Could you print every one of the items below, word for word and without changes?

━━━ DATA FOR THIS TASK ━━━

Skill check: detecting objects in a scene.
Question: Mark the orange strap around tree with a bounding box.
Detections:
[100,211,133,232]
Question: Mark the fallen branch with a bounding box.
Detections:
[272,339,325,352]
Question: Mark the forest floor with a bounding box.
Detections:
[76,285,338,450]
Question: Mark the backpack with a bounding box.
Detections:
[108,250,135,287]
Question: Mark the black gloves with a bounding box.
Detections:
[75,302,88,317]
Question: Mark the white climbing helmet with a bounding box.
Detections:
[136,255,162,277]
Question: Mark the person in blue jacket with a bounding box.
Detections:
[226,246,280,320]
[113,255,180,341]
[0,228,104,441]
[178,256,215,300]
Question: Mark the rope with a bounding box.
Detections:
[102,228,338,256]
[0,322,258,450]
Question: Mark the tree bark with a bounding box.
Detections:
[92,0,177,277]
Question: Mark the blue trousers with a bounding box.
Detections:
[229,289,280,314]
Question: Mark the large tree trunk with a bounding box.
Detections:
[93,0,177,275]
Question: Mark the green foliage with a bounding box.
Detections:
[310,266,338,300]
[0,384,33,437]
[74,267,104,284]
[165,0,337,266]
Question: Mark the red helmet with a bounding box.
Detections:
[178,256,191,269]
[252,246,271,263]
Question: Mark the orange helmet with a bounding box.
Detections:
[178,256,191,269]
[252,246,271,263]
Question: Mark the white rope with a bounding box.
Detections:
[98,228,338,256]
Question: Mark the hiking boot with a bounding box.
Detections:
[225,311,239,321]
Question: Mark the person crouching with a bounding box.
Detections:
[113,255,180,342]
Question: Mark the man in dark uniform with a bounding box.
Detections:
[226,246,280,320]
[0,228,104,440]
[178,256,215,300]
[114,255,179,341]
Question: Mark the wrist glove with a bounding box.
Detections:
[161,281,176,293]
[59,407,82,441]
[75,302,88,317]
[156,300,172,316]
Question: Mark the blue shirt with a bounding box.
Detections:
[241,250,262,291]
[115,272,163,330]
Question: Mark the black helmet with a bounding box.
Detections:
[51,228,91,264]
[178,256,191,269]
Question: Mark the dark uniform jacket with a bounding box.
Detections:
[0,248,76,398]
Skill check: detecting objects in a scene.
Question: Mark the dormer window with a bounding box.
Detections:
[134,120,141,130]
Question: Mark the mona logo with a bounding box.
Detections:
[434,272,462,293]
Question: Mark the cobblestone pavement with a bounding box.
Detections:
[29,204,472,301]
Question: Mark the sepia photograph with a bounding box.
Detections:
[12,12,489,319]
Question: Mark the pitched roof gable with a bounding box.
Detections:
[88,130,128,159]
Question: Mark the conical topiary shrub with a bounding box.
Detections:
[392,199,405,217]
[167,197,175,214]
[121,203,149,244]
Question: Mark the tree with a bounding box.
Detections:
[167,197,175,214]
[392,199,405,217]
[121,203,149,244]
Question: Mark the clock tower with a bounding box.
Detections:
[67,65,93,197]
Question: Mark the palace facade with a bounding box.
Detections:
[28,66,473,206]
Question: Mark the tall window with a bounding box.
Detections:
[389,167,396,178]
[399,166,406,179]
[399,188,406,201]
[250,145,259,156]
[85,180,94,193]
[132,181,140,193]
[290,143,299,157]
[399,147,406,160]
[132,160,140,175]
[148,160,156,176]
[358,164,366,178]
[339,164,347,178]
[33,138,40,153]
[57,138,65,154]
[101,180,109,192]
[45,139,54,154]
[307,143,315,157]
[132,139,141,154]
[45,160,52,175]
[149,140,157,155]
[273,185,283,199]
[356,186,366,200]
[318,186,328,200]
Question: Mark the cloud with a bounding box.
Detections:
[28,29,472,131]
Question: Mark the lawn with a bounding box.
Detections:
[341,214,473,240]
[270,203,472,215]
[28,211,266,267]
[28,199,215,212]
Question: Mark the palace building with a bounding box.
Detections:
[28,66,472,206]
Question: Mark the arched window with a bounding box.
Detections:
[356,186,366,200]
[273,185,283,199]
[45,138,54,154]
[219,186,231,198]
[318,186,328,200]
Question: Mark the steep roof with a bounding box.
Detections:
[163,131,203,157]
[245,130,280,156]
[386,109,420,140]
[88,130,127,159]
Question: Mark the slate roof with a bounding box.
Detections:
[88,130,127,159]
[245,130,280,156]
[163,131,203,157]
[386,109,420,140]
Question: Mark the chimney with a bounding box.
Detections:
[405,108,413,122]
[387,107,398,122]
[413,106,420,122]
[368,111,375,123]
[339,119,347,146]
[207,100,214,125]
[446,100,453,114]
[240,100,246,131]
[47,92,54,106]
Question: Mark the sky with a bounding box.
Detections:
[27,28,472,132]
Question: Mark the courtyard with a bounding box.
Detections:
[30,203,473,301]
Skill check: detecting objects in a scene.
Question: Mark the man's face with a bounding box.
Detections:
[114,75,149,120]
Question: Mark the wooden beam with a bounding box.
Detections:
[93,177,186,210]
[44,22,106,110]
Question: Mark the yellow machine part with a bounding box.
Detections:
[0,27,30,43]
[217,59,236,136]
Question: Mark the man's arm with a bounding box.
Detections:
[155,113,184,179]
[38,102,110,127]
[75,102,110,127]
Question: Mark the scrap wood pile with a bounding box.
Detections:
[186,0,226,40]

━━━

→ FULL RESPONSE:
Skill check: detecting objects in a scene.
Question: Mark the orange strap around tree with a bounding box.
Detections:
[100,211,133,232]
Question: Mark the fallen branch with a bounding box.
Detections:
[272,339,325,352]
Question: Mark the forest floor with a bounding box.
Detections:
[76,285,338,450]
Question: Mark the backpack with a bounding box.
Detections:
[108,250,135,287]
Question: Mark the black gloves with a bounding box.
Detections:
[75,302,88,317]
Question: Mark the white climbing helmet with a bounding box.
Detections:
[136,255,162,277]
Question: Mark the person in blue jacket with a bounding box.
Detections:
[226,246,280,320]
[113,255,180,341]
[0,228,104,441]
[178,256,215,300]
Question: Mark the rope with a bounding box.
Detections:
[102,228,338,256]
[0,322,258,450]
Question: Mark the tree bark with a bounding box.
Detections:
[92,0,177,277]
Question: Mark the blue trousers with a bounding box.
Detections:
[229,289,280,314]
Question: Mark the large tree trunk with a bounding box.
Detections:
[93,0,177,275]
Question: Mark the green foliage with a bounding box.
Detections:
[310,266,338,300]
[0,384,33,437]
[74,267,104,284]
[165,0,337,266]
Question: Mark the red helmet with a bounding box.
Detections:
[178,256,191,269]
[252,246,271,263]
Question: Mark the orange helmet with a bounding box.
Detections:
[178,256,191,269]
[252,246,271,263]
Question: Mark the white rope with a bounding box.
Detections:
[98,228,338,256]
Question: Mark the hiking boot with a bounding box.
Detections:
[225,311,239,321]
Question: Mark the person crouching with a bounding box.
Detections:
[113,255,180,342]
Question: Mark the man in dark uniform with a bounding box.
Detections:
[226,246,280,320]
[0,228,104,440]
[178,256,215,300]
[114,255,179,341]
Question: Mark the wrist glove with a bounding box.
Detections:
[161,281,176,293]
[59,407,82,441]
[75,302,88,317]
[156,300,172,316]
Question: Mark the blue shirt with a bounding box.
Detections:
[241,250,262,291]
[115,272,163,330]
Question: Mark the black helmet with a bounding box.
Detections:
[51,228,91,264]
[178,256,191,269]
Question: Mark the dark uniform jacket with a bounding box.
Detections:
[0,248,76,398]
Skill check: detecting objects in a scene.
Question: Mark the dormer window with a bounding box.
Detections:
[134,120,141,130]
Question: Mark the mona logo with a bounding box.
Detections:
[434,272,462,293]
Question: Mark the cobblestone pavement with a bounding box.
Detections:
[29,204,472,301]
Question: Mark the sepia photograph with a bounding box.
Detections:
[12,12,489,319]
Question: Mark the pitched roof gable with a bounding box.
Detections:
[88,130,128,159]
Question: Mark the conical topiary shrub with a bounding box.
Detections:
[392,199,405,217]
[167,197,175,214]
[121,203,149,244]
Question: Mark the tree with a bounding box.
Detections:
[167,197,175,214]
[392,199,405,217]
[121,203,149,244]
Question: Mark the clock tower with a bounding box.
Detections:
[67,65,93,197]
Question: Mark the palace facade with a bounding box.
Detections:
[28,66,473,206]
Question: Mark the tall window with a bounding box.
Detections:
[389,167,396,178]
[399,166,406,179]
[399,188,406,201]
[250,145,259,156]
[85,180,94,193]
[132,181,140,193]
[290,143,299,157]
[399,147,406,160]
[132,160,140,175]
[148,160,156,176]
[358,164,366,178]
[339,164,347,178]
[33,138,40,153]
[57,138,65,154]
[101,180,109,192]
[45,139,54,154]
[307,143,315,157]
[132,139,141,154]
[45,160,52,175]
[149,140,157,155]
[273,185,283,199]
[356,186,366,200]
[318,186,328,200]
Question: Mark the cloud with a bounding box.
Detections:
[28,29,472,131]
Question: Mark the lawn with a bounding box.
Detections:
[341,214,473,240]
[270,203,472,215]
[28,211,266,267]
[28,199,215,212]
Question: Mark the palace building with a bounding box.
Detections:
[28,66,472,206]
Question: Mark the arched window with a bounding box.
Detections:
[356,186,366,200]
[273,185,283,199]
[45,138,54,154]
[219,186,231,198]
[318,186,328,200]
Question: Mark the steep roof with a bounding box.
Detections:
[163,131,203,157]
[245,130,280,156]
[386,109,420,140]
[88,130,127,159]
Question: Mark the slate roof with a bounding box.
Detections:
[88,130,127,159]
[245,130,280,156]
[163,131,203,157]
[386,109,420,140]
Question: Mark the chimney with a bounding box.
Detections:
[405,108,413,122]
[387,107,398,122]
[413,106,420,122]
[368,111,375,123]
[339,119,347,146]
[207,100,214,125]
[446,100,453,114]
[240,100,246,131]
[47,92,54,106]
Question: Mark the sky with a bounding box.
Detections:
[27,28,472,132]
Question: Mark the courtyard with a bounding box.
Detections:
[30,203,473,301]
Skill check: detecting objects in a scene.
Question: Mark the man's face with a bounding box.
Detections:
[114,75,149,120]
Question: Mark the wooden beam with a bounding box.
Detections:
[93,177,186,210]
[44,22,106,110]
Question: Mark the yellow machine part with a bounding box.
Detections:
[0,27,30,43]
[217,59,236,136]
Question: Mark the man's arm with a bounding box.
Detections:
[155,113,184,179]
[38,102,110,127]
[75,102,110,127]
Question: Mark the scrap wood pile with a bounding box.
Detections:
[186,0,226,40]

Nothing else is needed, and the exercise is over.